[start of GIVEN DATA]

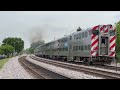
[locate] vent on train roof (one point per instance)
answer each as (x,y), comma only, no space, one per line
(79,29)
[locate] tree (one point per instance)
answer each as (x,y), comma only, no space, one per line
(17,43)
(79,29)
(6,49)
(36,44)
(117,26)
(31,50)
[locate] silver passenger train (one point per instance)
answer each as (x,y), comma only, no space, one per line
(93,45)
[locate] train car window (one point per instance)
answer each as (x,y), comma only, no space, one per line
(85,47)
(74,36)
(73,48)
(76,48)
(89,32)
(88,47)
(112,32)
(80,36)
(83,35)
(70,37)
(79,48)
(95,32)
(82,48)
(86,34)
(77,36)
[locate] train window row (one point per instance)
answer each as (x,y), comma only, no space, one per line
(81,35)
(82,47)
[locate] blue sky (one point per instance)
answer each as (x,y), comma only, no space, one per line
(47,25)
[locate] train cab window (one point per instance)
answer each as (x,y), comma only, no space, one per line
(83,35)
(112,32)
(95,32)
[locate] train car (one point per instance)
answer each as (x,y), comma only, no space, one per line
(92,45)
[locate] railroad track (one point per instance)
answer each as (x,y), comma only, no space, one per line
(96,72)
(39,72)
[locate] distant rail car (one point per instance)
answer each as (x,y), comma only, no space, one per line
(93,45)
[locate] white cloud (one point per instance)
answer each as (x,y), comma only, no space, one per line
(19,23)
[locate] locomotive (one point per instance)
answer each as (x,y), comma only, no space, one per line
(92,45)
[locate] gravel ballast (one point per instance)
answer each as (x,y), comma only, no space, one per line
(66,72)
(13,70)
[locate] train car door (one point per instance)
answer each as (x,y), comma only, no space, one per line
(103,45)
(70,49)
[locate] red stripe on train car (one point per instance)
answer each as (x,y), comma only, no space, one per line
(113,39)
(94,42)
(113,46)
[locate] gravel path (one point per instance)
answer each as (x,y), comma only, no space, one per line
(13,70)
(66,72)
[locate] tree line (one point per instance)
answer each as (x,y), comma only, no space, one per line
(11,45)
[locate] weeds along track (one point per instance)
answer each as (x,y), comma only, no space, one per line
(91,71)
(39,72)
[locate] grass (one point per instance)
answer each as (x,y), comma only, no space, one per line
(3,61)
(118,57)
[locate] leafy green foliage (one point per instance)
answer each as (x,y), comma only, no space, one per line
(17,43)
(36,44)
(118,37)
(6,49)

[end of GIVEN DATA]

AIM OF THE TASK: Extract every line of the rows above verbatim, leaving out the pictures.

OUTPUT BELOW:
[locate] vent on train roof (one point per instance)
answer each as (x,y), comma only, no space, one per line
(79,29)
[locate] tree (one point per instance)
answer each as (x,y), comma only, no space, one per line
(17,43)
(79,29)
(6,49)
(36,44)
(117,26)
(31,50)
[locate] silver passenger train (one point per instance)
answer each as (x,y), comma only, no space, one per line
(93,45)
[locate] train car window (one point per instance)
answer each as (x,y), comma only, no space, one per line
(85,47)
(74,36)
(73,48)
(76,48)
(89,32)
(88,47)
(112,32)
(80,36)
(83,35)
(70,37)
(79,48)
(95,32)
(82,48)
(86,34)
(77,36)
[locate] train window row (one point per instance)
answer each as (x,y), comma only, no space, one per line
(81,35)
(82,47)
[locate] blue sky (one point per instance)
answer each as (x,y), comma only, no space, one per line
(47,25)
[locate] train cab window (one point per instance)
answer each as (x,y), comma only, no space, one per line
(83,35)
(112,32)
(95,32)
[locate] train car (one point per instance)
answer each as (x,y), comma only, no space, one per line
(92,45)
[locate] railroad track (one point per instance)
answer each as (x,y), comma only, no space, one per line
(96,72)
(39,72)
[locate] distant rail car (one point per instance)
answer each as (x,y), comma only, no space, one per line
(93,45)
[locate] white cloud (one point per instance)
answer each as (x,y), comma only, no space, one per line
(19,23)
[locate] locomotive (one point per instance)
answer each as (x,y), comma only, no space, one per line
(92,45)
[locate] gravel ballast (one point per instance)
answer each as (x,y), comma only, no space, one per line
(66,72)
(13,70)
[locate] train car door (one point per instance)
answer each as (x,y), comma only, no space, one per line
(103,45)
(70,49)
[locate] red stripe on train car (one point per instance)
answer each as (x,y), comma only, no space, one per line
(113,39)
(94,42)
(113,46)
[locate] gravel path (one point per instance)
answer each as (x,y), comma only, no space, one per line
(13,70)
(66,72)
[locate] tree line (one point per instance)
answer each as (x,y), comma only, no space, one per line
(11,45)
[locate] weeds along track (one point per instance)
answer each as (x,y), comma only, no space, one per line
(91,71)
(39,72)
[locate] grass (one point per instance)
answer each as (x,y), comma only, no space, one per line
(3,61)
(118,57)
[locate] leafy green foliage (one point per instance)
answer each as (x,y), comma only, no space, one per line
(17,43)
(36,44)
(118,37)
(6,49)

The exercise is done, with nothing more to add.